**Task goal**
Count, please, the lines in the listing below that contain "Target", and reply with the count only.

[[ Study material open ]]

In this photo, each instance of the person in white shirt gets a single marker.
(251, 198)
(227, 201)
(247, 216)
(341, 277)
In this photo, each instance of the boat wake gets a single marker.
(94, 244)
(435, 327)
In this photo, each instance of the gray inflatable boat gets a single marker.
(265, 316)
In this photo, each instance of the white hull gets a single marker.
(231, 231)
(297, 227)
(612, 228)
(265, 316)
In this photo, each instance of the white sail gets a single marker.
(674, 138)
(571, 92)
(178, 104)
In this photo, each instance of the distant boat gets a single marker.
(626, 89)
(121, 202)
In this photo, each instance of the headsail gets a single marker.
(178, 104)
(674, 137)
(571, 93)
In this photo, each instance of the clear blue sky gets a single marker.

[[ Study material closed ]]
[[ Study material open ]]

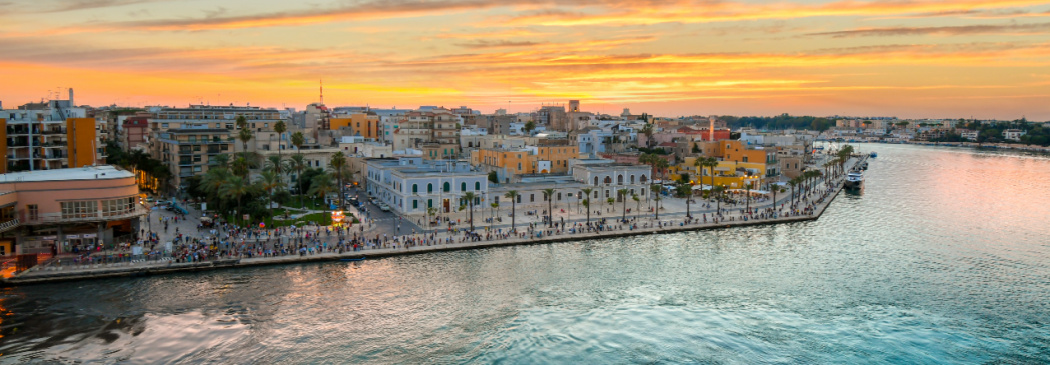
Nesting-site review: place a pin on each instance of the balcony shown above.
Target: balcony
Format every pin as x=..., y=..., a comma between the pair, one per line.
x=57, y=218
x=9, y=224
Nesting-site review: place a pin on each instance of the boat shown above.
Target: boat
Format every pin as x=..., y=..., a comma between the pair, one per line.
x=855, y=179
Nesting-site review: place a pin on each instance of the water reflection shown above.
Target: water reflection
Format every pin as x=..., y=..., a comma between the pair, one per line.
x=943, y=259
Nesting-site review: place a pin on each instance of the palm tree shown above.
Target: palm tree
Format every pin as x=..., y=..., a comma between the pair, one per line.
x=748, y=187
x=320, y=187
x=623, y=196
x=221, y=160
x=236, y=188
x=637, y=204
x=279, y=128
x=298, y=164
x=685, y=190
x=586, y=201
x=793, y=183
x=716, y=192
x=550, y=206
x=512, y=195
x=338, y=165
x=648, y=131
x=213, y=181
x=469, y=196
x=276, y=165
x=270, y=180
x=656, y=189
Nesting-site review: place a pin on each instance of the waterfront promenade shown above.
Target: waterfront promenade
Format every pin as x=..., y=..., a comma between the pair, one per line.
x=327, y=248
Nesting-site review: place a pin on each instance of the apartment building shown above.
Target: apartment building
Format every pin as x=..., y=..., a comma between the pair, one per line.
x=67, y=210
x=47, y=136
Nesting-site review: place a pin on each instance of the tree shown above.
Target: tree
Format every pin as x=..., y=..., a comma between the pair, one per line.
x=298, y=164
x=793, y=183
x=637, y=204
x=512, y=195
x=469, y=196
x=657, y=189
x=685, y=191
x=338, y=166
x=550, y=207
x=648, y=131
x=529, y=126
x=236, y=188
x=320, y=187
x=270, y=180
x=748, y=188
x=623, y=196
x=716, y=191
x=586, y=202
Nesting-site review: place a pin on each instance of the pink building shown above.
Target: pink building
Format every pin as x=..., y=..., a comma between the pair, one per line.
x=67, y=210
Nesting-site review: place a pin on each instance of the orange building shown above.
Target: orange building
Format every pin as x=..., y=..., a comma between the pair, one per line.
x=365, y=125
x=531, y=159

[[ Study material closed ]]
[[ Study material open ]]

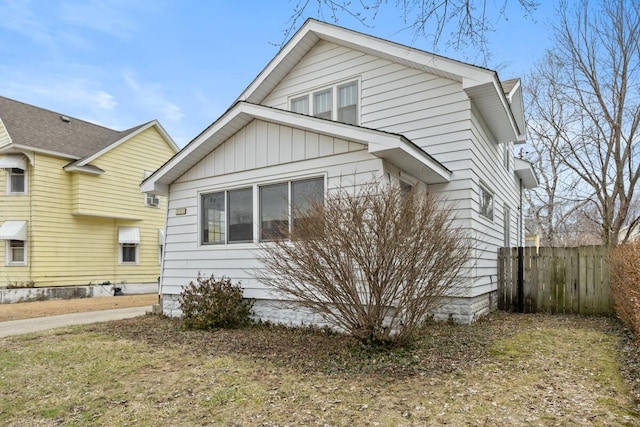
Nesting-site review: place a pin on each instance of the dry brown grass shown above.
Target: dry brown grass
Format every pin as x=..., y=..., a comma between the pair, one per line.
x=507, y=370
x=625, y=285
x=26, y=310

[[ Study material closed ]]

**Task output**
10